What you need to do: Print the lines below exactly, starting with the line that contains "locate every grassy" and continuing through the line that contains "0,784,750,1120". Include both of those lines and nothing else.

━━━━━━━━━━

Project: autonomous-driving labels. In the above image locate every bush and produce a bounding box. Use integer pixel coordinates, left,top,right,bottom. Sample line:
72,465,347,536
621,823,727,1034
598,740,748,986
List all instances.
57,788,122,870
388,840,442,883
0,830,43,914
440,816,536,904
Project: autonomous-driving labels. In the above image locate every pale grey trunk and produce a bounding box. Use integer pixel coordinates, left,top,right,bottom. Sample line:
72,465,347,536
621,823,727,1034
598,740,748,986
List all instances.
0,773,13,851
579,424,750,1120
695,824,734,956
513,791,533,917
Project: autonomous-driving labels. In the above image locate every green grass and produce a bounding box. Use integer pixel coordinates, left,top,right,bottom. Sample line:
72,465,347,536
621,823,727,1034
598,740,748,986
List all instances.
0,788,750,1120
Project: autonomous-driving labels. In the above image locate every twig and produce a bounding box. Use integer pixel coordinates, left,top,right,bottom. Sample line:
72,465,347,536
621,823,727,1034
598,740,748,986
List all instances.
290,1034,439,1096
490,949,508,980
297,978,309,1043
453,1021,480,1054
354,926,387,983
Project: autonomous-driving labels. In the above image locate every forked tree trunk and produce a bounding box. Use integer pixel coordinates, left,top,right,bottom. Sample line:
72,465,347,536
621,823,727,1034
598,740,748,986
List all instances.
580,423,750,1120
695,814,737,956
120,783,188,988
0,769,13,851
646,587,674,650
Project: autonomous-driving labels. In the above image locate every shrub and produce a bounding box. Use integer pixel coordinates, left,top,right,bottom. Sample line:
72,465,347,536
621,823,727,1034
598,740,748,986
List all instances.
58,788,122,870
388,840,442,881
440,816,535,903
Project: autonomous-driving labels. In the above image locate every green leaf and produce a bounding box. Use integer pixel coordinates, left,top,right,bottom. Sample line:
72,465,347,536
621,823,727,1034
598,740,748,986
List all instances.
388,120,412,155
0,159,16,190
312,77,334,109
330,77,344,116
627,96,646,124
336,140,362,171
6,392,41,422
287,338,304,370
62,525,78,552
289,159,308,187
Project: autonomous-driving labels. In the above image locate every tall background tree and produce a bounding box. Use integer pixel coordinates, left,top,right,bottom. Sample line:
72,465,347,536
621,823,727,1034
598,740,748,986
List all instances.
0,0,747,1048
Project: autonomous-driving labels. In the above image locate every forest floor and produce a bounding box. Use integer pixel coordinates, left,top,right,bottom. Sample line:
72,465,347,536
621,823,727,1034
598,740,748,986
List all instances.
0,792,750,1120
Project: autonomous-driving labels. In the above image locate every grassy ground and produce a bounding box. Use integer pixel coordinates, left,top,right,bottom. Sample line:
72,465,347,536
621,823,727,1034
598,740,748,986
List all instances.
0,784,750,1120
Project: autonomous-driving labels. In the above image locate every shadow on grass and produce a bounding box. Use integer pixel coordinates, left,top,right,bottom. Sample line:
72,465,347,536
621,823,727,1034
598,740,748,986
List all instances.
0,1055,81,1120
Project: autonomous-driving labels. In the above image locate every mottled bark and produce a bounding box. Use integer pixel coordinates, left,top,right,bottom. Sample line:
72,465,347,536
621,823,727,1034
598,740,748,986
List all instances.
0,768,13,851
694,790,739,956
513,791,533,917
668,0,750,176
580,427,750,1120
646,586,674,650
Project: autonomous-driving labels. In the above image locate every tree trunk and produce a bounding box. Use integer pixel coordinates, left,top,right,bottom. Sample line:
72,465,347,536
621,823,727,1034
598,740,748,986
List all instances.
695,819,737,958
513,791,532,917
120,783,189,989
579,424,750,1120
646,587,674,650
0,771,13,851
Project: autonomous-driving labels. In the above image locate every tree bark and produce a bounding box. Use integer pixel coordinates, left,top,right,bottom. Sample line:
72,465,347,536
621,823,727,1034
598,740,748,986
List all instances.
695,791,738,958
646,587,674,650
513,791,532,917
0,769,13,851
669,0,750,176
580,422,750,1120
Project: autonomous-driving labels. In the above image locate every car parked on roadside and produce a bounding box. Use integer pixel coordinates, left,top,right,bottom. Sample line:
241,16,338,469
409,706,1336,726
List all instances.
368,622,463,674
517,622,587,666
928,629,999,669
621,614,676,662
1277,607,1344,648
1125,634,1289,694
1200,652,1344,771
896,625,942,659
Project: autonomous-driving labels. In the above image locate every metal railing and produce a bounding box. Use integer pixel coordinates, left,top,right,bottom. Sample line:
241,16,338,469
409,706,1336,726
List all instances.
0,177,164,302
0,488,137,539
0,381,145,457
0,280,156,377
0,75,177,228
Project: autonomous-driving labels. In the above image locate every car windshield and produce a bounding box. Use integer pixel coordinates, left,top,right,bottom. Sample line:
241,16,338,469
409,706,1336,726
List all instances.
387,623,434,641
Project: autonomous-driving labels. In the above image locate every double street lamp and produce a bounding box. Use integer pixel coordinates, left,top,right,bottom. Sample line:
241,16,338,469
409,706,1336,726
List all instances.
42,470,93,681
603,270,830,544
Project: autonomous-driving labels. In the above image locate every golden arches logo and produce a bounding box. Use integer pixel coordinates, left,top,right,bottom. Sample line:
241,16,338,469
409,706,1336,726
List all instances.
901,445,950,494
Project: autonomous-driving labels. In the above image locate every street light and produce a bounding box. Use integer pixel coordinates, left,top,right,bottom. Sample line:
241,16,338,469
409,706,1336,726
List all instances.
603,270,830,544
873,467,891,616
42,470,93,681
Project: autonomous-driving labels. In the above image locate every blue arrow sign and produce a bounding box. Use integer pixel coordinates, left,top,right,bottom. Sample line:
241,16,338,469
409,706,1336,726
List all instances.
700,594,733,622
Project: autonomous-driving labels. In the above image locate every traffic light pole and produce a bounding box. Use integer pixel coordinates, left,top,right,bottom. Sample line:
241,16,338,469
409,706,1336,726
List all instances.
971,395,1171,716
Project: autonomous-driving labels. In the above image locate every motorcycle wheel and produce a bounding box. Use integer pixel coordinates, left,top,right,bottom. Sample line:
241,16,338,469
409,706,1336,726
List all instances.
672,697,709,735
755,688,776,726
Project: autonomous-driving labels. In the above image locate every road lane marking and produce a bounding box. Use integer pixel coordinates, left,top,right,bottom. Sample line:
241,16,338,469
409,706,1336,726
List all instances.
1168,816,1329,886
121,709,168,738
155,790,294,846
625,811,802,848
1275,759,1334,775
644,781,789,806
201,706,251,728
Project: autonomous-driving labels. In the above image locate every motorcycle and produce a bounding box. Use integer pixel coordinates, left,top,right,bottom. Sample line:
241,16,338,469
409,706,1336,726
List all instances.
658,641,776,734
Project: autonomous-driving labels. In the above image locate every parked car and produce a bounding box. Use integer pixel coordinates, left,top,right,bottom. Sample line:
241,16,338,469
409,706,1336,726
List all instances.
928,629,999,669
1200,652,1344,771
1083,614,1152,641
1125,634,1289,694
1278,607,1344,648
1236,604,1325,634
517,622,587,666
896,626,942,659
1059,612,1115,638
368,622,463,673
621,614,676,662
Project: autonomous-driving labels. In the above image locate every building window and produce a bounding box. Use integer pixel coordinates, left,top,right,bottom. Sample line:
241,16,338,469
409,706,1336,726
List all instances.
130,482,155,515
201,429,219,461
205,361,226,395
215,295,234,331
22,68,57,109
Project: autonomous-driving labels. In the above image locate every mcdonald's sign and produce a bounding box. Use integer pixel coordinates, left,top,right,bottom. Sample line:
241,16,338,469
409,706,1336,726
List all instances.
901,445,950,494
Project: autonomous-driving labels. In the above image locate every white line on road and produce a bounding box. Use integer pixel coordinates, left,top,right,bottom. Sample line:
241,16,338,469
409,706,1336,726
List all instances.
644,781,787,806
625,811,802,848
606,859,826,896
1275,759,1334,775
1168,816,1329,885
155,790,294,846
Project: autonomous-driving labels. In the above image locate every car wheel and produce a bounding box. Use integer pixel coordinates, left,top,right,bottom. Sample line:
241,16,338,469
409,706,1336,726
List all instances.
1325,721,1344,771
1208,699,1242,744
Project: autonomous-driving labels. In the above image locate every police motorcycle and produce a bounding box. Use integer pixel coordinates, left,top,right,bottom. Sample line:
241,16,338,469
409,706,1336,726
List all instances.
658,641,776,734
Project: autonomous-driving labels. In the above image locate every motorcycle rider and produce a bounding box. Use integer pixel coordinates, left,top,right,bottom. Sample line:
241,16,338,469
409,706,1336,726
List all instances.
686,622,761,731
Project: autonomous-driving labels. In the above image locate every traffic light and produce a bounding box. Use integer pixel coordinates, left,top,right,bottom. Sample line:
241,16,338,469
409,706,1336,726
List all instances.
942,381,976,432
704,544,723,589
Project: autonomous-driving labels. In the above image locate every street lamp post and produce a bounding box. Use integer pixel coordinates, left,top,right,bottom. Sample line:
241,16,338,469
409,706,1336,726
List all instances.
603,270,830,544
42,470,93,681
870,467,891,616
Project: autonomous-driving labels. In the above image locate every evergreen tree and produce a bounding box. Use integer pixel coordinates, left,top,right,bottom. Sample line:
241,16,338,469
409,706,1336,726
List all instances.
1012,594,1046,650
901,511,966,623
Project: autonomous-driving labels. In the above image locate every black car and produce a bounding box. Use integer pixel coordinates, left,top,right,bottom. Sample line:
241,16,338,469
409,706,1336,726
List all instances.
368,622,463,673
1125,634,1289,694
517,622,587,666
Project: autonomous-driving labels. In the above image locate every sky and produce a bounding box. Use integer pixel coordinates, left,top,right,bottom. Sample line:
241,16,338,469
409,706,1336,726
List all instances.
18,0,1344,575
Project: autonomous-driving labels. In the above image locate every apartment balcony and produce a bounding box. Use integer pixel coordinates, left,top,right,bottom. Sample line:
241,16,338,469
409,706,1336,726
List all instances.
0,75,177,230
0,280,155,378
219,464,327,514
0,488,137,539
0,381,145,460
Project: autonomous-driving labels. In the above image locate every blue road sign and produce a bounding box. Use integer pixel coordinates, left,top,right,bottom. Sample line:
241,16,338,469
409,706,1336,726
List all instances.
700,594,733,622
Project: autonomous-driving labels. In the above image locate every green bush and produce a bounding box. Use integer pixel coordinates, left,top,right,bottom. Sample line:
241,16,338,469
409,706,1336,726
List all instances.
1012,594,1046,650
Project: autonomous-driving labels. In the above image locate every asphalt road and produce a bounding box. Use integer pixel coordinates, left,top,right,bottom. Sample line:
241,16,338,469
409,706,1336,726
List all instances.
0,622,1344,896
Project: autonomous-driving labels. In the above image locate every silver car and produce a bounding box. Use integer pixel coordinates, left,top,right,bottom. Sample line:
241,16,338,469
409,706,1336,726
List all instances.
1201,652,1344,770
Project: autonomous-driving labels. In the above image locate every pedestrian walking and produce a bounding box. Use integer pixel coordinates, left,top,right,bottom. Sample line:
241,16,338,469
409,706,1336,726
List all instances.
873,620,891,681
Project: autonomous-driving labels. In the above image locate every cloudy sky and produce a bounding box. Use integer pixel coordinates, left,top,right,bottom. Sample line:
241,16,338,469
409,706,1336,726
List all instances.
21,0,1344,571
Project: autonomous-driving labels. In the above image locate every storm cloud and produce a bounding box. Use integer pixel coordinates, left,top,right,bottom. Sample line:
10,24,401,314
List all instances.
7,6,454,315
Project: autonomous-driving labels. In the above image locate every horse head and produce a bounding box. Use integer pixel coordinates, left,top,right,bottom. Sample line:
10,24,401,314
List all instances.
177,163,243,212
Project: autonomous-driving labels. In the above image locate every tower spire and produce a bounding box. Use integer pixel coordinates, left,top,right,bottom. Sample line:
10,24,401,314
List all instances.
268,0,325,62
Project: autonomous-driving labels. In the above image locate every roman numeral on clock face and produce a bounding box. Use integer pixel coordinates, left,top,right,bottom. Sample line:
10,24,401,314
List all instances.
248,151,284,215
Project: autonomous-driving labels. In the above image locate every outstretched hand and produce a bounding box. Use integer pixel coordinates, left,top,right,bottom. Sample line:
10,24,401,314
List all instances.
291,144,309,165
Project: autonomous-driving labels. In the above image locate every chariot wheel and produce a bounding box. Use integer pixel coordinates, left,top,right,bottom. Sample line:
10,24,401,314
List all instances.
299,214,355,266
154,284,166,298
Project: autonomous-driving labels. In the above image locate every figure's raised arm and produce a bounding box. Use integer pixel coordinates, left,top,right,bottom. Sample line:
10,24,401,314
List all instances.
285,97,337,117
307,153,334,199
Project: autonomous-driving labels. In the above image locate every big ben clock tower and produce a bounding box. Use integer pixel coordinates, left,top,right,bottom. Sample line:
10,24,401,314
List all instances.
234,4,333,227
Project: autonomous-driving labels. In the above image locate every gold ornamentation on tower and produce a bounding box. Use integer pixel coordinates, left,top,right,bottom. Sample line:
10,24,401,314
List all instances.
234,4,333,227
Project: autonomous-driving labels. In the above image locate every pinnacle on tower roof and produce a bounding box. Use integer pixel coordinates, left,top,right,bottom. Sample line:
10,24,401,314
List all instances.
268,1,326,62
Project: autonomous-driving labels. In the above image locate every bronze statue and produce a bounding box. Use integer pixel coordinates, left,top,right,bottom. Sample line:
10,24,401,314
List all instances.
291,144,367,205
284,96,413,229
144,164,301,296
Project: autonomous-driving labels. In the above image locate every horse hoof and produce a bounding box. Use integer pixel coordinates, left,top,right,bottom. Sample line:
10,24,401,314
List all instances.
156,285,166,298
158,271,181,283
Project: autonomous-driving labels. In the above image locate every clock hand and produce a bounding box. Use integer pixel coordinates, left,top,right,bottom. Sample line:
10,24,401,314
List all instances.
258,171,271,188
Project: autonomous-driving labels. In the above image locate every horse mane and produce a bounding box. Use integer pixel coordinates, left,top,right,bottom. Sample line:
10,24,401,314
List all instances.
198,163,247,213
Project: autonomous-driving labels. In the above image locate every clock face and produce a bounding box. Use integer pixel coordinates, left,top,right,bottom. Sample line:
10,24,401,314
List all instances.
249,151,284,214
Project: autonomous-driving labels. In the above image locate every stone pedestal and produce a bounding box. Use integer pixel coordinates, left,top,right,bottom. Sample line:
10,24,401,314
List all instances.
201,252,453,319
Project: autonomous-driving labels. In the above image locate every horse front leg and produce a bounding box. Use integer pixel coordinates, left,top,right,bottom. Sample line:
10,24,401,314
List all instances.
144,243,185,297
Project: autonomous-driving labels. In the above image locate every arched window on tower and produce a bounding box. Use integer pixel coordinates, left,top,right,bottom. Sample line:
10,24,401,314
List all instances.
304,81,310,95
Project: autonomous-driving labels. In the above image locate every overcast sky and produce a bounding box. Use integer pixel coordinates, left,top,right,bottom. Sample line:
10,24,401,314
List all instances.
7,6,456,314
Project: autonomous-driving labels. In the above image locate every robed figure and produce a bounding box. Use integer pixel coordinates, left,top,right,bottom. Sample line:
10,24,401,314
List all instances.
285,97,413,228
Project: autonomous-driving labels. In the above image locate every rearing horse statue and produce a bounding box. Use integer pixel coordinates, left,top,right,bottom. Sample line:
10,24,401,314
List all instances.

━━━━━━━━━━

Response for this exercise:
Project: autonomous-driving labels. In the above image locate every grassy ground and produce a bounding box. Use integer pixel coordinates, left,top,right,bottom. Sample line:
72,465,347,536
621,823,727,1034
598,740,748,986
List all instances.
0,784,750,1120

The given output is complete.